Hello,
I am using DESeq2 library following the manual 3.2 Starting from count matrices. I have my countdata and coldata imported from CSV files. I understand that countdata file can be a problem here but I don't understand what's the problem exactly.
My code:
library(DESeq2)
NGS <- read.csv2(paste0(datadir,"/CLN3_NGS_orig.csv"), header = T,stringsAsFactors = F)
Sinfo <- read.csv2(paste0(datadir,"/Sampleinfo.csv"), header = T,stringsAsFactors = F)
head(NGS)
head(Sinfo)
coldata <- DataFrame(Sinfo)
coldata <- lapply(coldata, as.factor)
coldata
lapply(NGSnum, class)
NGSnum <- data.frame(NGS[1], apply(NGS[2:13],2, as.numeric))
NGSFull <- DESeqDataSetFromMatrix(
countData = NGSnum,
colData = coldata,
design = ~ Genotype + Treatment)
NGSFull
NGS$Genotype <- relevel(NGSFull$Genotype, "WT")
deseqNGS <- DESeq(NGS)
res <- results(deseqNGS)
res
My error after appyling DESeqDataSetFromMatrix:
Error in `rownames<-`(`*tmp*`, value = colnames(countData)) : attempt to set 'rownames' on an object with no dimensions
My coldata and countdata files on pastebin: countdata & coldata
By the way, my countdata contain transcripts, sometimes several transcripts (ENST) correspond to single gene (ENSG). Can DESeq2 sort it out for me and give me only output with genes? It is easy to convert transcripts to genes but harder to make one position out of several.
Thank you in advance, Kasia
You should aggregate transcript counts to the gene level first, e.g. using the
tximport
package. Otherwise DESeq2 does not know which transcript belongs to each gene, it just sees counts and will treat them as one gene per row. Please make sure you provide the necessary example data in the post as you cannot expect users to download things first from a cloud. This could be any kind of malware. dput is useful to provide example data suitable for copy/pasting.Thank you, I will try tximport first. I edited the post so now it contains pastebin links. Is it ok for you?

# Source data
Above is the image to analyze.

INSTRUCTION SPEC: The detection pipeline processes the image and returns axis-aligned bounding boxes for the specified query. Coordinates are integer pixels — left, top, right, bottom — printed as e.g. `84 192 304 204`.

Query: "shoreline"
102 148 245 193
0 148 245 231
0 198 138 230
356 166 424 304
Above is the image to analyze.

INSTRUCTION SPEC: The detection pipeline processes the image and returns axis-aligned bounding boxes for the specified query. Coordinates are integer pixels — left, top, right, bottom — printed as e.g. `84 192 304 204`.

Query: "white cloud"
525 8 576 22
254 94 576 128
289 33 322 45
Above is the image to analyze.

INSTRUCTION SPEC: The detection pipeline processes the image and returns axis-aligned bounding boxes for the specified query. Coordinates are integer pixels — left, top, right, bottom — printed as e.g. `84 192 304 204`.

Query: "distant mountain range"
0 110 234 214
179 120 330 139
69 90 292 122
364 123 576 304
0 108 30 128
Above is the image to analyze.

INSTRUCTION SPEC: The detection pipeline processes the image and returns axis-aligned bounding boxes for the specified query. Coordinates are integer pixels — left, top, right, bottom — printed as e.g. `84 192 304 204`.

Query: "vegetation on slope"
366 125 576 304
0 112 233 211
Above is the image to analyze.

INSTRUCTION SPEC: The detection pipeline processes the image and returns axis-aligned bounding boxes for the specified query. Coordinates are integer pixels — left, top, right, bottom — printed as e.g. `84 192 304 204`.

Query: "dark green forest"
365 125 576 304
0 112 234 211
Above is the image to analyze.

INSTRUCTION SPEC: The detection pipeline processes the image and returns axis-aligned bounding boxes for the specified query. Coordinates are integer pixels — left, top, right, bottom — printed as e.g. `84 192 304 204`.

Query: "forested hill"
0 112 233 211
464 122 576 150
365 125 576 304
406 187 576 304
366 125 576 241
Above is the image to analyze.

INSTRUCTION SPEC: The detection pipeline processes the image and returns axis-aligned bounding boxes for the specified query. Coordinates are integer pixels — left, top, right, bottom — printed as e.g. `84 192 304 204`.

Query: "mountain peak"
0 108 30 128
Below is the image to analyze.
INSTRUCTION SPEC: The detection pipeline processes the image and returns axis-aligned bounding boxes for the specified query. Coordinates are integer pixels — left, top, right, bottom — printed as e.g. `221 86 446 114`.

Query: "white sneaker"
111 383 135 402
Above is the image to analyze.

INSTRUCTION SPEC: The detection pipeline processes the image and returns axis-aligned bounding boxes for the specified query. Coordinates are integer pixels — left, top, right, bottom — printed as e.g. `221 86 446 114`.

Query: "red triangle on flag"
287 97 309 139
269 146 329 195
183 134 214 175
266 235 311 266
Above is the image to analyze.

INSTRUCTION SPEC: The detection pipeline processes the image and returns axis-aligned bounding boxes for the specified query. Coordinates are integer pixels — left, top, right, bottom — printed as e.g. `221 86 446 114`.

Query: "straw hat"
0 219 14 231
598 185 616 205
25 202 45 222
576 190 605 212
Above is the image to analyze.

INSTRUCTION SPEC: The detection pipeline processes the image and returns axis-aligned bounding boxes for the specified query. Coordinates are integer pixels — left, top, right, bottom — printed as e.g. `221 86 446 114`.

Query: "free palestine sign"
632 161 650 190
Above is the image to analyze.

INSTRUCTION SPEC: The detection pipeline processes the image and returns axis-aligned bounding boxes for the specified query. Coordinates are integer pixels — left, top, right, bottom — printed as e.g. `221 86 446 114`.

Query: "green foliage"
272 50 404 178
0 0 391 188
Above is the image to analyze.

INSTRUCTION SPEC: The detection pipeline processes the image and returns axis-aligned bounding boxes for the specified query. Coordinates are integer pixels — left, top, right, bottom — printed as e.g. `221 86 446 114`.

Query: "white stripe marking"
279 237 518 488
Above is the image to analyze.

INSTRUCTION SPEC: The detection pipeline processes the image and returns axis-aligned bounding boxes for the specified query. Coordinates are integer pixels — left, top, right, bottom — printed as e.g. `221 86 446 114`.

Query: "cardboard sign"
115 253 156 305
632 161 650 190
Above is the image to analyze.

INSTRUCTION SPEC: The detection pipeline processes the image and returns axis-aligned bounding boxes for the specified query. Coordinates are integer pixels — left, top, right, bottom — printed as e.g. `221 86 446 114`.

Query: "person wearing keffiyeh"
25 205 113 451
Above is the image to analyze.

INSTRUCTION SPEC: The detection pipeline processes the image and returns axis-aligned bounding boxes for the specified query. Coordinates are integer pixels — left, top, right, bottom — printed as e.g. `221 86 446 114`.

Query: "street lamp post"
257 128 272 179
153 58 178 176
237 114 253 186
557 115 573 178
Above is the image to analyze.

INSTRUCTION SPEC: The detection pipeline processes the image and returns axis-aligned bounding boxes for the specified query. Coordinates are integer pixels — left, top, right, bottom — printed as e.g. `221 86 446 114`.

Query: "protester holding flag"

# Using the information
a) Write out the part of the DESeq2 thread from "coldata <- lapply(coldata, as.factor)" up to and including "res <- results(deseqNGS)".
b) Sum up the DESeq2 thread in two sentences.

# Answer section
a)
coldata <- lapply(coldata, as.factor)
coldata
lapply(NGSnum, class)
NGSnum <- data.frame(NGS[1], apply(NGS[2:13],2, as.numeric))
NGSFull <- DESeqDataSetFromMatrix(
countData = NGSnum,
colData = coldata,
design = ~ Genotype + Treatment)
NGSFull
NGS$Genotype <- relevel(NGSFull$Genotype, "WT")
deseqNGS <- DESeq(NGS)
res <- results(deseqNGS)

b) A user following the DESeq2 manual gets the error "attempt to set 'rownames' on an object with no dimensions" when running DESeqDataSetFromMatrix on count data and sample information imported from CSV files. The user also asks whether DESeq2 can turn transcript counts into gene-level output, and the reply advises aggregating transcript counts to the gene level first, for example with the tximport package, and posting example data directly, such as with dput.